### What is being asked:
Extract every line in the rows below that contains the string "boulder".

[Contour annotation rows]

....

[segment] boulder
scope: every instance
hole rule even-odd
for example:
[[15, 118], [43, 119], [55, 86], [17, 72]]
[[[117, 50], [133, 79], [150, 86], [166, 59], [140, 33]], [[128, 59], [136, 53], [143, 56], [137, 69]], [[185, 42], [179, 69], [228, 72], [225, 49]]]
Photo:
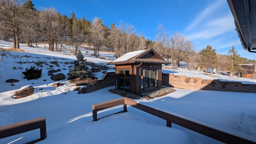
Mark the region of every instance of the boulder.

....

### Reply to the task:
[segment] boulder
Mark the region of every instance of the boulder.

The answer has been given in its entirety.